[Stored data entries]
=-=-=

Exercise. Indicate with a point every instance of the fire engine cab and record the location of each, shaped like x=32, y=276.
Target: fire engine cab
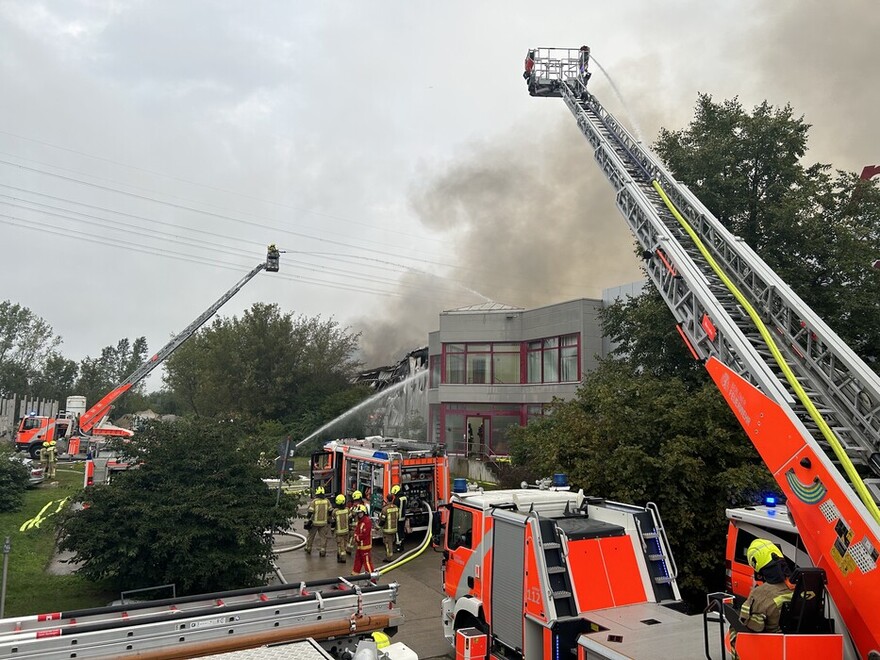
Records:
x=550, y=573
x=374, y=464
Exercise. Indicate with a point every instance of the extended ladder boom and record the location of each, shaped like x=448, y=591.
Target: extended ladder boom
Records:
x=796, y=387
x=97, y=412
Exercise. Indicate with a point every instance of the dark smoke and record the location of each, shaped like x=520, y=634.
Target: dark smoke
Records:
x=532, y=222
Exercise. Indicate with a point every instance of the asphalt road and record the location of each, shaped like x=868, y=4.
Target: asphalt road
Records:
x=419, y=596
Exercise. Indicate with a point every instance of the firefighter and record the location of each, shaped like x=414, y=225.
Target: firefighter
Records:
x=763, y=607
x=357, y=499
x=363, y=537
x=401, y=520
x=388, y=519
x=318, y=522
x=44, y=457
x=51, y=458
x=340, y=523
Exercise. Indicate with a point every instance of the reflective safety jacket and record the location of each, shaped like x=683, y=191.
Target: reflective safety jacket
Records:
x=340, y=520
x=389, y=517
x=363, y=533
x=763, y=607
x=318, y=511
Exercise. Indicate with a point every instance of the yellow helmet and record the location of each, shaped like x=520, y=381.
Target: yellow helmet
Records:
x=382, y=640
x=761, y=552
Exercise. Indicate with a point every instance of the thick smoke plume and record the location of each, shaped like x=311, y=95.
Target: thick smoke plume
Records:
x=532, y=222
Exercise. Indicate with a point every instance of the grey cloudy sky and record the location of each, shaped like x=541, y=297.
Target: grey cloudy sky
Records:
x=150, y=150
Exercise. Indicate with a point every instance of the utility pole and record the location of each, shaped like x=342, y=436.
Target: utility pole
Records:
x=7, y=546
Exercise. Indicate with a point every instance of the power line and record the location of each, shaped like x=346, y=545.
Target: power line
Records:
x=89, y=238
x=93, y=220
x=201, y=185
x=193, y=209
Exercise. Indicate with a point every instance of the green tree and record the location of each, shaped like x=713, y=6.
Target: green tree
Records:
x=97, y=376
x=57, y=379
x=192, y=514
x=635, y=437
x=268, y=365
x=643, y=332
x=26, y=343
x=818, y=230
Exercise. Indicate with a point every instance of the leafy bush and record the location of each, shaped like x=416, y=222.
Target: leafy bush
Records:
x=14, y=477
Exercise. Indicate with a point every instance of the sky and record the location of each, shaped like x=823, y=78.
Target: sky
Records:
x=149, y=151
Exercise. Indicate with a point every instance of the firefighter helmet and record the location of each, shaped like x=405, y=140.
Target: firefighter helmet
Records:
x=761, y=552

=-=-=

◆ Directions for this task: Restate all of the data word for word and include no pictures.

◆ Solution for this exercise:
Exercise. Indicate with a point every instance of the fire engine cab and record the location of each, shaped like x=32, y=276.
Target: fire engine cab
Records:
x=550, y=573
x=374, y=464
Exercise. Indicate with a point every instance of the extended ladder boom and record the location of each, shaped like x=448, y=591.
Target: extended ladder boom
Records:
x=796, y=387
x=97, y=412
Exercise. Indicate with a point every instance of the dark smoke and record the location of each, shaped like x=520, y=634.
Target: dark smoke
Records:
x=532, y=222
Exercise. Indicate with a point every instance of the asphalt road and record the location of each, shaped like x=868, y=4.
Target: asphalt road
Records:
x=419, y=596
Exercise. Indicate with a point every instance of the firefighter and record the location of each, shaped like x=414, y=225.
Target: firefighter
Records:
x=763, y=607
x=357, y=499
x=363, y=537
x=401, y=520
x=388, y=519
x=318, y=522
x=44, y=457
x=51, y=458
x=340, y=523
Exercise. Indicate with a point every instance of the reflective safety jacket and record the location of each, shaped like x=683, y=191.
Target: reflective safety jacket
Records:
x=340, y=520
x=389, y=517
x=363, y=533
x=763, y=607
x=318, y=511
Exercise. Indicate with a point every instance of the yellow helmet and record the location of each, shaped like x=520, y=381.
Target: yellow helmet
Records:
x=382, y=640
x=761, y=552
Exercise. Indicate with a point every instance of the thick smoke plume and record the location of each, shaped like x=311, y=95.
Target: thick smoke plume
Records:
x=532, y=222
Exercise. Indicate with a point every instance of the grey cloudy sky and record the location of each, shaped like x=541, y=297.
Target: grey cloudy sky
Records:
x=150, y=150
Exercise. Indicate with a point every instance of the utility pole and record the location of each, shaped like x=342, y=436.
Target: utility pole
Records:
x=7, y=546
Exercise. Indicate with a point every instance of the power line and record the location of each, shaped like x=346, y=545.
Target: power line
Records:
x=89, y=238
x=93, y=220
x=201, y=185
x=193, y=209
Exercise. Indicate with a point every instance of the green tree and record the location of each, shaped like x=713, y=6.
Target: green tree
Records:
x=97, y=376
x=57, y=379
x=192, y=514
x=635, y=437
x=268, y=365
x=643, y=332
x=26, y=343
x=818, y=230
Exercise. Indicate with a point every instance of the leafy bush and record the location of each, shaped like x=416, y=222.
Target: leafy bush
Records:
x=14, y=477
Exercise. Indicate with a point every instance of the sky and record the location of each, shaped like x=823, y=78.
Target: sky
Records:
x=149, y=151
Exercise. Indicate with a point every instance of the firefighter helmet and record the location of each, shaped like x=405, y=140.
Target: firefighter helmet
Records:
x=761, y=552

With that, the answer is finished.